• [EXERCISE]:
Gather every line of the material below that contains the word "plastic", and copy each one in full.

• [RECORD LIST]:
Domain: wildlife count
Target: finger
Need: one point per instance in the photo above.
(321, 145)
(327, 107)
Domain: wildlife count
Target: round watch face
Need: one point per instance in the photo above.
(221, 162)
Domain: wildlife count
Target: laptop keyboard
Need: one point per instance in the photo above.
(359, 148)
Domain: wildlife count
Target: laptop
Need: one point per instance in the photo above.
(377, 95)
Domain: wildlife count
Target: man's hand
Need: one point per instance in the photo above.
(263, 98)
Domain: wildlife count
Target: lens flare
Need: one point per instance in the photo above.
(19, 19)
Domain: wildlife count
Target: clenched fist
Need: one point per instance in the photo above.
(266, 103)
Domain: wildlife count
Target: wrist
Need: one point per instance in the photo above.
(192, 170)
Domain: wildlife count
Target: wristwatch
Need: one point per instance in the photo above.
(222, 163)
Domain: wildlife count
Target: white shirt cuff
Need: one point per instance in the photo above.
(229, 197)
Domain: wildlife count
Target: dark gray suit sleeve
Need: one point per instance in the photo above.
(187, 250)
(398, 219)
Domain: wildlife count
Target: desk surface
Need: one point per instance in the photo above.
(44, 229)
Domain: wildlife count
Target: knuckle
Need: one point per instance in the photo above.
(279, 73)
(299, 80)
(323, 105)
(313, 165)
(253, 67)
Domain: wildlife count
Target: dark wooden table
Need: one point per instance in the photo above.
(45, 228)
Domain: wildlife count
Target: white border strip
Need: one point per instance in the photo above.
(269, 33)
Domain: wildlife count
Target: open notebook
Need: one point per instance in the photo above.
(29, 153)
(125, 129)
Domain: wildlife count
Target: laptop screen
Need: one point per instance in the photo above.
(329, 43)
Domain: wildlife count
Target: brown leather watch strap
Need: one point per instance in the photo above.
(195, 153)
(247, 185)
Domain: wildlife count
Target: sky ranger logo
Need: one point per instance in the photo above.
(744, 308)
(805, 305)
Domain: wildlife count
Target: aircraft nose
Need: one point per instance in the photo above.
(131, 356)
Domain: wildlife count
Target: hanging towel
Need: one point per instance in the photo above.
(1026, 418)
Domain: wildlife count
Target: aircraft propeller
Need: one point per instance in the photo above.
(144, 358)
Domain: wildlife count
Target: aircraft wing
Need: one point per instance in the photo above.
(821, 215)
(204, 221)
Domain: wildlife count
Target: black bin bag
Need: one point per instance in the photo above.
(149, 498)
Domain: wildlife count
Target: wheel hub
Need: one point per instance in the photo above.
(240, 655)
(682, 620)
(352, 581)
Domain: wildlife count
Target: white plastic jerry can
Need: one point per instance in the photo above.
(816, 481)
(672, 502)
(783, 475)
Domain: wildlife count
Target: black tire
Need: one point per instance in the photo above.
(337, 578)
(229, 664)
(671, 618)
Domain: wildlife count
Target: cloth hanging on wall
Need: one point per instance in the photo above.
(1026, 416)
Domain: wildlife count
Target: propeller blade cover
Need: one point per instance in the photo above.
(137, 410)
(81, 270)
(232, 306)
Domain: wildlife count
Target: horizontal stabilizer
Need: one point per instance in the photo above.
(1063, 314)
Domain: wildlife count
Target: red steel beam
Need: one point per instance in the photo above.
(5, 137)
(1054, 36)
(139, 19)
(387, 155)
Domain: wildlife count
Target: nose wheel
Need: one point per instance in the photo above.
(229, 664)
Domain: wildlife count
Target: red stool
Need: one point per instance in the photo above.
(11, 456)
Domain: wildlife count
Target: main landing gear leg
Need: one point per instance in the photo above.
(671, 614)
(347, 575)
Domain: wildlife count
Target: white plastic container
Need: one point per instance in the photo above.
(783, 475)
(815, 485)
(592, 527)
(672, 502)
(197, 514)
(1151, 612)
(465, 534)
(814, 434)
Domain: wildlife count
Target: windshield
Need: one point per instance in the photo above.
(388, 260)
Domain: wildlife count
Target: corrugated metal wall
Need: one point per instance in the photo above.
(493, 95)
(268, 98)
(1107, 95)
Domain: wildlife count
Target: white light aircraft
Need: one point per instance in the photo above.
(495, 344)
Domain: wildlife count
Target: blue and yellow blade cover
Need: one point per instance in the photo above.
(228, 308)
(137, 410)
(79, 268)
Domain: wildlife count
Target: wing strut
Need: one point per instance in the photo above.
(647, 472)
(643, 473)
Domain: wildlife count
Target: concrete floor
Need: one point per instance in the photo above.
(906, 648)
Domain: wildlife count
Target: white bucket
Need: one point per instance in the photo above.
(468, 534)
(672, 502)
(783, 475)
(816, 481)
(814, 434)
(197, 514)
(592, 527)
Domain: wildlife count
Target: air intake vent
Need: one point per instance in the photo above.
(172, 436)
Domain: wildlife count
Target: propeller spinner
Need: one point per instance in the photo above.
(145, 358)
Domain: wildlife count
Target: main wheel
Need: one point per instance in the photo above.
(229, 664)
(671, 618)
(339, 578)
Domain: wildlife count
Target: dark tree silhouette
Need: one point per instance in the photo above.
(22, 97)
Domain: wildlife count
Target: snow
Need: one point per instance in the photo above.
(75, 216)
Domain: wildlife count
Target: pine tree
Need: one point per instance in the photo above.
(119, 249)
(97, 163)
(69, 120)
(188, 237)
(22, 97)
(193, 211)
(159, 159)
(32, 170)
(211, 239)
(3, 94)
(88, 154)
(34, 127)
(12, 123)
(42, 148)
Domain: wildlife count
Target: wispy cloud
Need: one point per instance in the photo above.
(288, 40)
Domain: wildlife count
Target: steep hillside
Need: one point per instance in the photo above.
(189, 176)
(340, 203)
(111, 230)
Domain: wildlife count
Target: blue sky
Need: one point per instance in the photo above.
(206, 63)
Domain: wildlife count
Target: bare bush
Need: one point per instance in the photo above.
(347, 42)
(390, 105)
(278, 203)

• [SOLVED PROBLEM]:
Target: white plastic jerry can
Target: white plastic container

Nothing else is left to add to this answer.